STATED TASK
Reproduce the listing verbatim.
# # #
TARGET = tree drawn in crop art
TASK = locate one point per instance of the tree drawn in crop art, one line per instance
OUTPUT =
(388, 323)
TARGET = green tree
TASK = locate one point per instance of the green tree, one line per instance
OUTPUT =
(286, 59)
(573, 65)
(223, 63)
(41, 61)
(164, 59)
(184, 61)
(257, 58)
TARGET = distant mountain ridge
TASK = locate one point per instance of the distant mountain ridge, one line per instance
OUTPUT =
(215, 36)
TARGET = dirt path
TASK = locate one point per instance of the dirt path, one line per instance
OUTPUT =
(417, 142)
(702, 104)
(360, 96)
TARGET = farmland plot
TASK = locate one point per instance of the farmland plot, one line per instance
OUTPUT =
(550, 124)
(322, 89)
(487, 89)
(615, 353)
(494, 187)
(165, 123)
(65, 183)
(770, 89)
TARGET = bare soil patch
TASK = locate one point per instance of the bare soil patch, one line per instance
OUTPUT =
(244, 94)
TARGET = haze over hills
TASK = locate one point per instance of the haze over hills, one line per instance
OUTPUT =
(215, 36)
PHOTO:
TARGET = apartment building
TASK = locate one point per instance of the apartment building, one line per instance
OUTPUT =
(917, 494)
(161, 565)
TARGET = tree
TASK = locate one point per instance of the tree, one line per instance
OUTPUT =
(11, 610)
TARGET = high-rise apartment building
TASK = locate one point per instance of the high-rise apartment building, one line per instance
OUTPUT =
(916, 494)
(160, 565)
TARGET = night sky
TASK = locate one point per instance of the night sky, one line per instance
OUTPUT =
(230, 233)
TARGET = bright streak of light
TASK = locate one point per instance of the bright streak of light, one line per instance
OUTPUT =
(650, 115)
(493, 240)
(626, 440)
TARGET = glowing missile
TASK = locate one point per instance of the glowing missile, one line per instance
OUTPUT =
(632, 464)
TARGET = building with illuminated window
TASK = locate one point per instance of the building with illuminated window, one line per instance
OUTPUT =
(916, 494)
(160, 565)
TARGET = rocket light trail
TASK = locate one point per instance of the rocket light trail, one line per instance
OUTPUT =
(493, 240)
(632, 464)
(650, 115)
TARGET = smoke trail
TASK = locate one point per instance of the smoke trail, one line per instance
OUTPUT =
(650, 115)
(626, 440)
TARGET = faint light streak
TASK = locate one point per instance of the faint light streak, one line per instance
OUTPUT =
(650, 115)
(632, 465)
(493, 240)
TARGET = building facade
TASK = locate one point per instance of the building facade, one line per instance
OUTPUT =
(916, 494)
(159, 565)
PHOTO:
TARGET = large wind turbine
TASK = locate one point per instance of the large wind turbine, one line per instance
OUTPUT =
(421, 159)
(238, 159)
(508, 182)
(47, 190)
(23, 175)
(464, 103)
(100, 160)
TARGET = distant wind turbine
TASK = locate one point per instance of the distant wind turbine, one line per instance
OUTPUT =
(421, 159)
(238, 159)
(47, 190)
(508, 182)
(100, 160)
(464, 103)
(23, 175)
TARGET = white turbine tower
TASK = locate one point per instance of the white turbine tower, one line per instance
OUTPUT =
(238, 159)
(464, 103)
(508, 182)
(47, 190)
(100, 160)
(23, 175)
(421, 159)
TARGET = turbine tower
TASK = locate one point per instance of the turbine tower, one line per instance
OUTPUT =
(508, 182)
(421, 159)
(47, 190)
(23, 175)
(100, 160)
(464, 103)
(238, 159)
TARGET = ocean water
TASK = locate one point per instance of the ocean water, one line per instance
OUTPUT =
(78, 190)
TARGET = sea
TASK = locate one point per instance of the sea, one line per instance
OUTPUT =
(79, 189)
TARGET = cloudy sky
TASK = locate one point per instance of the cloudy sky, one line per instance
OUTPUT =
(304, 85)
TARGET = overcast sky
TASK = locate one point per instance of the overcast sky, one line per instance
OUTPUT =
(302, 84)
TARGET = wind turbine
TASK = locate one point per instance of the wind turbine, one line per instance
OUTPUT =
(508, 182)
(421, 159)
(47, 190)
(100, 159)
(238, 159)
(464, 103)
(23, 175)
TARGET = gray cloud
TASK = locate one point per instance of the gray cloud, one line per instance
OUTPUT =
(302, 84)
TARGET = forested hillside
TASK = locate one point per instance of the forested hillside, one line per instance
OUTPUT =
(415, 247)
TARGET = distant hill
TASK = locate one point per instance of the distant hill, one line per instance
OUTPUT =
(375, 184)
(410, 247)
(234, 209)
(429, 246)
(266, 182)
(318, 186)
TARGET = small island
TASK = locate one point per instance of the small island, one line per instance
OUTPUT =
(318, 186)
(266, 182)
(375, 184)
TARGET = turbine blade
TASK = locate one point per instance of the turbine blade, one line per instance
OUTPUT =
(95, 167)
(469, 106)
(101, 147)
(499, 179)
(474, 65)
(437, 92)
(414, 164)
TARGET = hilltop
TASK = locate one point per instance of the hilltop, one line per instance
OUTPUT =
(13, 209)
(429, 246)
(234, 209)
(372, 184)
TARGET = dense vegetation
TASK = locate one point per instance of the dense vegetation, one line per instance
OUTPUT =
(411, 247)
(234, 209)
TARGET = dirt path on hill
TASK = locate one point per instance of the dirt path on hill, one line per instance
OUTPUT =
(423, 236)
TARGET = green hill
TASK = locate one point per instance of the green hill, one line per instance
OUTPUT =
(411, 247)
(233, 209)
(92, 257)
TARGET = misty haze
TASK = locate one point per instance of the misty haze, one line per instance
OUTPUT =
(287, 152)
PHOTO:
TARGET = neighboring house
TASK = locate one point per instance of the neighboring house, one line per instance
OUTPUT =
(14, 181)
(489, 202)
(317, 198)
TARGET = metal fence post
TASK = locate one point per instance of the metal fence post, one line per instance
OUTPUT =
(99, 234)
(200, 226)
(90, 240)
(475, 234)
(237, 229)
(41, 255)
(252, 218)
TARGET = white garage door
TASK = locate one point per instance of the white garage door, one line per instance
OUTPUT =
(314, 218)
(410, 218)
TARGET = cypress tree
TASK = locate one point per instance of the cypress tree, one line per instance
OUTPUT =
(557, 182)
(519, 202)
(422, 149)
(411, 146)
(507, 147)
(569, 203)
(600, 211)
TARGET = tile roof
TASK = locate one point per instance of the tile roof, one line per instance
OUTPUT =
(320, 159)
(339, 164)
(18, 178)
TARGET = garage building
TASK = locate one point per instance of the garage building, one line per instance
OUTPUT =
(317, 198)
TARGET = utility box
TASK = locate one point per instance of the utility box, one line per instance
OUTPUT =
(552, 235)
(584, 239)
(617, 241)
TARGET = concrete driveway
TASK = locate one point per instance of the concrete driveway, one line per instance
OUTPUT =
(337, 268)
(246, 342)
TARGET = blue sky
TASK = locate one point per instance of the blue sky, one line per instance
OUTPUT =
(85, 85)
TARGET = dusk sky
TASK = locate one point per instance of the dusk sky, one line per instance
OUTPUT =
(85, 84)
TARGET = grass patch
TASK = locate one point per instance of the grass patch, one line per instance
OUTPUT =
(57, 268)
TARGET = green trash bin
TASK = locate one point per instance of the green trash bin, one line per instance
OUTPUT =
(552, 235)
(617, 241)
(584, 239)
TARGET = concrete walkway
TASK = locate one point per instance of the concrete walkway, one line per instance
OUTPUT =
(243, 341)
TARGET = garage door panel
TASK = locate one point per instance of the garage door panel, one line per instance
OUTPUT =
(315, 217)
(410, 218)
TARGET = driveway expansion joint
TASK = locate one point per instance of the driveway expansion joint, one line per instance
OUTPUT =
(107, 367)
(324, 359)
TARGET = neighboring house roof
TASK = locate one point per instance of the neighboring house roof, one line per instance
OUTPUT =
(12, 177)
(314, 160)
# # #
RESULT
TARGET = tree drawn in crop art
TASK = locate one point per instance of the tree drawn in crop art, one line per instance
OUTPUT =
(388, 323)
TARGET = green tree
TASK = locate one point per instance of the green tree, one line per instance
OUTPUT =
(286, 59)
(573, 65)
(223, 63)
(41, 61)
(164, 59)
(184, 61)
(257, 58)
TARGET = distant mountain ridge
TASK = locate one point per instance of the distant mountain ridge, one line per instance
OUTPUT =
(215, 36)
TARGET = dirt path
TASK = locate one point per instance of the dirt path, one line per instance
OUTPUT =
(417, 142)
(702, 104)
(360, 96)
TARGET = farmland plot
TASK = locate one point per instance of the farmland plot, one line per instance
OUTPUT =
(550, 124)
(322, 89)
(487, 89)
(615, 353)
(494, 187)
(165, 123)
(65, 183)
(770, 89)
TARGET = bare soil patch
TASK = locate one point per instance of the bare soil patch, one line per instance
OUTPUT =
(244, 94)
TARGET = haze over hills
TASK = locate one point per instance of the haze over hills, one line per instance
OUTPUT =
(215, 36)
PHOTO:
TARGET = apartment building
TASK = locate one point per instance of the apartment building, one line per instance
OUTPUT =
(917, 494)
(161, 565)
TARGET = tree
TASK = locate one point per instance of the tree, one line per instance
OUTPUT =
(11, 610)
TARGET = high-rise apartment building
TASK = locate one point per instance of the high-rise apartment building, one line per instance
OUTPUT =
(916, 494)
(160, 565)
TARGET = night sky
TASK = locate one point per instance of the night sky, one line per instance
OUTPUT =
(230, 233)
TARGET = bright streak of light
TASK = locate one point per instance of the bright streak of light, one line per instance
OUTPUT =
(650, 115)
(493, 240)
(626, 440)
TARGET = glowing missile
TASK = locate one point per instance of the glowing missile, one line per instance
OUTPUT =
(632, 464)
TARGET = building with illuminated window
TASK = locate one point per instance of the building with illuminated window, one line per instance
OUTPUT =
(916, 494)
(160, 565)
TARGET = rocket light trail
TASK = locate one point per instance of the rocket light trail, one line per instance
OUTPUT =
(493, 240)
(632, 464)
(650, 115)
TARGET = smoke trail
TASK = locate one point per instance of the smoke trail, one line per instance
OUTPUT =
(650, 115)
(626, 440)
TARGET = faint light streak
TASK = locate one point per instance of the faint light streak, one line per instance
OUTPUT =
(650, 115)
(632, 465)
(493, 240)
TARGET = building facade
TASK = locate one point per instance of the building facade, one line per instance
OUTPUT =
(916, 494)
(159, 565)
PHOTO:
TARGET = large wind turbine
TASK = locate one point per instance of the large wind turbine, one line per instance
OUTPUT =
(421, 159)
(238, 159)
(508, 182)
(47, 190)
(23, 175)
(464, 103)
(100, 160)
TARGET = distant wind turbine
TASK = locate one point per instance of the distant wind turbine, one line per instance
OUTPUT =
(421, 159)
(238, 159)
(47, 190)
(508, 182)
(100, 160)
(464, 103)
(23, 175)
TARGET = white turbine tower
TASK = locate one point per instance of the white turbine tower, one line per instance
OUTPUT =
(238, 159)
(464, 103)
(508, 182)
(47, 190)
(100, 160)
(23, 175)
(421, 159)
TARGET = turbine tower
TASK = locate one point per instance of the turbine tower, one line per instance
OUTPUT =
(508, 182)
(421, 159)
(47, 190)
(23, 175)
(100, 160)
(464, 103)
(238, 159)
TARGET = ocean water
TASK = locate one point per instance of the ocean water, one line per instance
OUTPUT =
(78, 190)
TARGET = sea
TASK = locate one point per instance of the sea, one line per instance
OUTPUT =
(79, 189)
TARGET = cloudy sky
TASK = locate one point per instance of the cloudy sky, one line per instance
OUTPUT =
(304, 85)
TARGET = overcast sky
TASK = locate one point per instance of the overcast sky, one line per instance
OUTPUT =
(302, 84)
TARGET = wind turbine
TASK = locate one point per instance of the wind turbine, one line per instance
OUTPUT =
(508, 182)
(421, 159)
(47, 190)
(100, 159)
(238, 159)
(464, 103)
(23, 175)
TARGET = gray cloud
TASK = locate one point per instance of the gray cloud, one line per instance
OUTPUT =
(302, 84)
TARGET = forested hillside
TASK = locate one point per instance of the forested hillside, one line per instance
OUTPUT =
(415, 247)
TARGET = distant hill
TASK = locate one point per instance of the distant hill, one line per instance
OUTPUT =
(375, 184)
(410, 247)
(234, 209)
(429, 246)
(266, 182)
(318, 186)
TARGET = small island
TASK = locate one point per instance of the small island, one line per instance
OUTPUT =
(318, 186)
(266, 182)
(375, 184)
TARGET = turbine blade
TASK = locate one point per instance of the turbine blade, one line per instance
OUTPUT =
(95, 167)
(469, 106)
(101, 147)
(499, 179)
(474, 65)
(437, 92)
(414, 164)
TARGET = hilltop
TASK = locate one point per instance of the hilltop, one line per instance
OUTPUT =
(13, 209)
(429, 246)
(234, 209)
(372, 184)
TARGET = dense vegetation
TASK = locate one point per instance of the dense vegetation, one line per instance
OUTPUT =
(411, 247)
(234, 209)
TARGET = dirt path on hill
TASK = locate one point per instance of the dirt path on hill, one line per instance
OUTPUT =
(423, 236)
TARGET = green hill
TASK = locate one point per instance of the green hill, one line per instance
OUTPUT =
(411, 247)
(233, 209)
(92, 257)
TARGET = misty haze
TASK = locate one point per instance of the misty haze, one line per instance
OUTPUT =
(287, 152)
PHOTO:
TARGET = neighboring house
TASK = locate one point per instance of the neighboring house, one line per instance
OUTPUT =
(14, 181)
(489, 202)
(317, 198)
TARGET = metal fence post
TASK = locate one point per instance of the metal fence post, one line per instance
OUTPUT =
(99, 234)
(200, 226)
(90, 240)
(475, 234)
(237, 229)
(41, 255)
(252, 218)
TARGET = white garage door
TASK = locate one point per instance of the white garage door, one line per instance
OUTPUT =
(314, 218)
(410, 218)
TARGET = cypress tree
TASK = locate one point per instance of the cypress tree, one line per instance
OUTPUT =
(557, 182)
(519, 202)
(422, 149)
(411, 146)
(507, 147)
(569, 203)
(600, 211)
TARGET = tile roof
TASK = locate one point per instance of the tile roof, one line per instance
OUTPUT =
(320, 159)
(339, 164)
(18, 178)
TARGET = garage building
TASK = locate one point per instance of the garage building, one line per instance
OUTPUT =
(317, 198)
TARGET = utility box
TASK = locate one point per instance of the utility box, one line per instance
OUTPUT =
(552, 235)
(584, 239)
(617, 241)
TARGET = concrete driveway
TASK = locate one point per instance of the concrete driveway, one line per instance
OUTPUT =
(337, 268)
(246, 342)
TARGET = blue sky
TASK = locate one point per instance of the blue sky, one line per instance
OUTPUT =
(85, 85)
TARGET = dusk sky
TASK = locate one point per instance of the dusk sky, one line per instance
OUTPUT =
(85, 84)
TARGET = grass patch
TASK = locate one point per instance of the grass patch, one line per instance
OUTPUT =
(57, 268)
TARGET = green trash bin
TASK = locate one point per instance of the green trash bin, one line per instance
OUTPUT =
(552, 235)
(617, 241)
(584, 239)
TARGET = concrete walkway
TASK = locate one point per instance of the concrete walkway, one line per instance
OUTPUT =
(243, 341)
TARGET = garage door panel
TASK = locate one point per instance of the garage door panel, one line per instance
OUTPUT =
(315, 217)
(410, 218)
TARGET = driveway expansion joint
TASK = locate one point per instance of the driveway expansion joint, one line per instance
OUTPUT =
(107, 367)
(324, 359)
TARGET = neighboring house roof
TASK = locate one point per instance of the neighboring house roof, one line per instance
OUTPUT =
(12, 177)
(314, 160)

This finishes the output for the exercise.